To do: Please retype the listing below word for word, from its first line through the line containing "pixel 69 41", and leave out the pictures.

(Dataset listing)
=-=-=-=-=

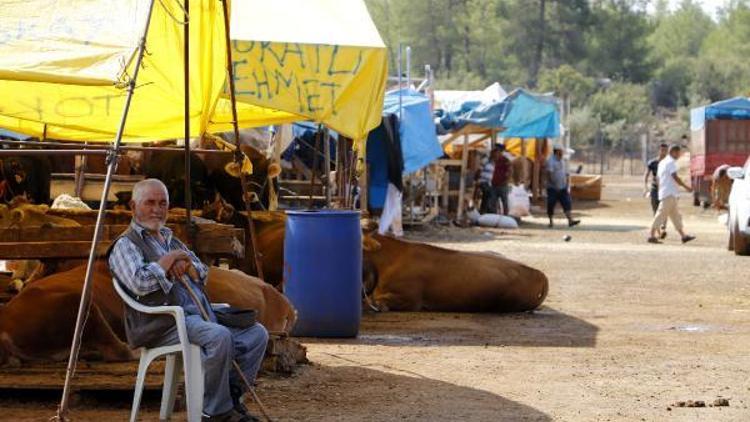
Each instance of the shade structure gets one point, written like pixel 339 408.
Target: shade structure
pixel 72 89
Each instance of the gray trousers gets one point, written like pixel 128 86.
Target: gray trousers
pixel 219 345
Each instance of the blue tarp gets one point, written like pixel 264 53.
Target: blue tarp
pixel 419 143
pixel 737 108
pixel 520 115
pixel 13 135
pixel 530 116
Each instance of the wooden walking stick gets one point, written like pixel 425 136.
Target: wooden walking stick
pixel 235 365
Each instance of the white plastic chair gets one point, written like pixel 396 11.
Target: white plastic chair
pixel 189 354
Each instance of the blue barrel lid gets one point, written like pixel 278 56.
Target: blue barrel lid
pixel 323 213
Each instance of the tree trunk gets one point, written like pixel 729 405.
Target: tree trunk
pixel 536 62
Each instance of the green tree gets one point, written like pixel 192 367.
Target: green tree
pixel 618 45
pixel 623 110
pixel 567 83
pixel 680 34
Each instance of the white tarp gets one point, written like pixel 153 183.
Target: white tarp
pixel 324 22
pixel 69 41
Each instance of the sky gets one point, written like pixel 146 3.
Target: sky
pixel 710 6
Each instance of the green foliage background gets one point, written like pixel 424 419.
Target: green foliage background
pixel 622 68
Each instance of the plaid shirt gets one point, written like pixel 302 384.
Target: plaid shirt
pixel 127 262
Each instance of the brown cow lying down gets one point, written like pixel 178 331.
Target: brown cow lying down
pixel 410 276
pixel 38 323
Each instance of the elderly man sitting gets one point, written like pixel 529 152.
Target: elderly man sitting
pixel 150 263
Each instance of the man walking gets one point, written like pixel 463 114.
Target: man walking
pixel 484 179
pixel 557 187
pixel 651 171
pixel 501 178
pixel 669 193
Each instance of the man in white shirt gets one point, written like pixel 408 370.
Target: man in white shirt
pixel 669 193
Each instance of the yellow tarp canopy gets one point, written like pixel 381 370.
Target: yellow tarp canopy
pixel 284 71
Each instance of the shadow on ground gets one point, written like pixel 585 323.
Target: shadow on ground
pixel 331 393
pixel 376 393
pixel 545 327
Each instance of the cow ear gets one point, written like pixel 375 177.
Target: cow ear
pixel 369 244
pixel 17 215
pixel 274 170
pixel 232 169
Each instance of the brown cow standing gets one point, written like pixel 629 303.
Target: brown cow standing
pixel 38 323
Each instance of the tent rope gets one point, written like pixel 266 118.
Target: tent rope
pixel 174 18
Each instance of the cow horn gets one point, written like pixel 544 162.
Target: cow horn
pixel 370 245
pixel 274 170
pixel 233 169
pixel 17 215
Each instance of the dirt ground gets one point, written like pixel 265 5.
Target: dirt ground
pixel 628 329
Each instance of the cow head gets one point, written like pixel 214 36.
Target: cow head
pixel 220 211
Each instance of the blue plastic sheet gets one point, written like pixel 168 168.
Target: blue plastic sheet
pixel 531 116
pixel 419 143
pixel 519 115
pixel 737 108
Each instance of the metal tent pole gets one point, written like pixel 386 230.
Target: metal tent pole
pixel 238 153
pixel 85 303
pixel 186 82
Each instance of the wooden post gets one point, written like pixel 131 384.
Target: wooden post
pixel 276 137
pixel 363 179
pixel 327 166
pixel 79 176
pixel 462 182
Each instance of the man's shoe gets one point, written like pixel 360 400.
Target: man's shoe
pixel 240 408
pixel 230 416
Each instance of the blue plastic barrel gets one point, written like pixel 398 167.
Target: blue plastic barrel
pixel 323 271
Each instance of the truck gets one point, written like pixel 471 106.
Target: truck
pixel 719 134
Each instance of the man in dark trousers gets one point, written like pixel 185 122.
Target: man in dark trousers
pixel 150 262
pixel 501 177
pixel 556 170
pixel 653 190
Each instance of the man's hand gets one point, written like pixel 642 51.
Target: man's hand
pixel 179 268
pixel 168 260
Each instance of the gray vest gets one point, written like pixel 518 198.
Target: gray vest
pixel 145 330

=-=-=-=-=

Problem solution:
Each instance of the shade structure gets one point, written like pixel 339 408.
Target: shade structure
pixel 72 89
Each instance of the gray trousers gets one point, written like pixel 128 86.
Target: gray trousers
pixel 219 345
Each instance of the blue tarp gets one point, written like pixel 264 53.
Target: blue tarp
pixel 419 143
pixel 737 108
pixel 520 115
pixel 13 135
pixel 530 116
Each instance of the wooden walking stick gets one point, written like pixel 425 136.
Target: wooden walking stick
pixel 235 365
Each instance of the white plastic chair gets one point, written like pixel 396 11.
Target: white plastic chair
pixel 189 354
Each instance of the blue barrel lid gets one point, written like pixel 278 56.
Target: blue barrel lid
pixel 323 213
Each instance of the tree trunk gets one point, written like pixel 729 405.
Target: tree trunk
pixel 536 62
Each instance of the green tree gets one point, written like pixel 192 367.
Target: green tree
pixel 618 45
pixel 623 110
pixel 567 83
pixel 680 34
Each instance of the white tarp gets one point, written like pixel 153 183.
Target: white tarp
pixel 324 22
pixel 69 41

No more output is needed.